■ **What is needed**: Word for word, reproduce each entry.
⟨
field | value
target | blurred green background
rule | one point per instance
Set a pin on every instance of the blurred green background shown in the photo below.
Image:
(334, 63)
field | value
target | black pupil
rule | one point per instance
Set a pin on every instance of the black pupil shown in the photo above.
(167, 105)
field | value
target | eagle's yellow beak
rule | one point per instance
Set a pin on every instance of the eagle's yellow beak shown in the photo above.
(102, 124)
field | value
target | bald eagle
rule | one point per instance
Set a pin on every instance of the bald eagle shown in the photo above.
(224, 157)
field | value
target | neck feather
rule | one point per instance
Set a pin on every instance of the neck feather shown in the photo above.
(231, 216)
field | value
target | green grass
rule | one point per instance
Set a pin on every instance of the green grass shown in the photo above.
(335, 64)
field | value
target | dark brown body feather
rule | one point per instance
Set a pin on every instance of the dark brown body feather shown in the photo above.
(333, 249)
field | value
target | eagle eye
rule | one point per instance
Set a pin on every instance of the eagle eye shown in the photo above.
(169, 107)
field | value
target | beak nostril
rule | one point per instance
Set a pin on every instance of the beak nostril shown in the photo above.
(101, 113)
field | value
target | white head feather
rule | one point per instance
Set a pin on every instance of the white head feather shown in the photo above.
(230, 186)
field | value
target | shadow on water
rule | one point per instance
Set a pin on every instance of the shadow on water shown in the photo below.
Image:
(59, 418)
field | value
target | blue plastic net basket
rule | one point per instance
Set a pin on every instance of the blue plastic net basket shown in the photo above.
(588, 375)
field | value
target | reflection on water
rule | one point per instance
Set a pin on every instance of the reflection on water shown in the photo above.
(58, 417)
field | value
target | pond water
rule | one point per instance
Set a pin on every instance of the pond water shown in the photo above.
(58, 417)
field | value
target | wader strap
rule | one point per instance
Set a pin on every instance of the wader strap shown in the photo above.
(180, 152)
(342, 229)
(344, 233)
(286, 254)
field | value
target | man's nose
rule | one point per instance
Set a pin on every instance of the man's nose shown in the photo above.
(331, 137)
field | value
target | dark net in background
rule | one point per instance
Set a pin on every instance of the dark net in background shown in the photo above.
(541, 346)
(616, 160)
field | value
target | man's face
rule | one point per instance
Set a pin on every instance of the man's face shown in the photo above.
⟩
■ **Answer to this task**:
field | value
target | blurred green background
rule | one point per instance
Set a pin on every instance of the blurred green background shown in the photo below.
Image:
(334, 63)
field | value
target | black pupil
rule | one point per instance
Set a pin on every instance of the black pupil shown in the photo above.
(167, 105)
field | value
target | eagle's yellow beak
rule | one point per instance
Set a pin on every instance of the eagle's yellow beak shown in the photo above.
(102, 124)
field | value
target | bald eagle
rule | one point per instance
Set a pin on every instance of the bald eagle shown in the photo above.
(224, 157)
field | value
target | neck feather
rule | one point per instance
Set a pin on every instance of the neck feather shown in the photo above.
(231, 216)
field | value
target | green grass
rule | one point per instance
Set a pin on every instance of the green grass shown in the photo above.
(335, 64)
field | value
target | dark brown body feather
rule | one point per instance
Set a pin on every instance of the dark brown body feather shown in the photo above.
(333, 249)
field | value
target | eagle eye
rule | one point per instance
Set a pin on every instance of the eagle eye shown in the photo above.
(169, 107)
field | value
target | beak nostril
rule | one point per instance
Set a pin on every instance of the beak nostril shown in the photo above.
(101, 113)
field | value
target | white head feather
rule | one point per instance
Set a pin on every instance of the white head feather shown in the photo above.
(230, 186)
field | value
target | shadow on water
rule | one point per instance
Set a pin on every instance of the shadow on water shown in the photo below.
Image:
(59, 418)
field | value
target | blue plastic net basket
rule | one point per instance
Set a pin on every instance of the blue plastic net basket shown in the photo above.
(588, 375)
field | value
target | reflection on water
rule | one point per instance
Set a pin on every instance of the reflection on water shown in the photo above.
(58, 417)
field | value
target | pond water
rule | one point per instance
Set a pin on every instance of the pond water shown in the photo above.
(58, 417)
field | value
target | wader strap
rule | one point per instance
Set a pin on every instance of the wader strap shown in the photo above.
(180, 152)
(342, 229)
(344, 233)
(286, 254)
field | value
target | man's nose
rule | one point per instance
Set a pin on every instance of the man's nose shown in the photo above.
(331, 137)
field | value
target | dark net in background
rule | one point per instance
Set a pin on every instance of the dark net in background shown in the photo above.
(541, 346)
(616, 160)
field | value
target | man's face
rule | one point per instance
Set a pin on every instance of the man's face shown in the photo above.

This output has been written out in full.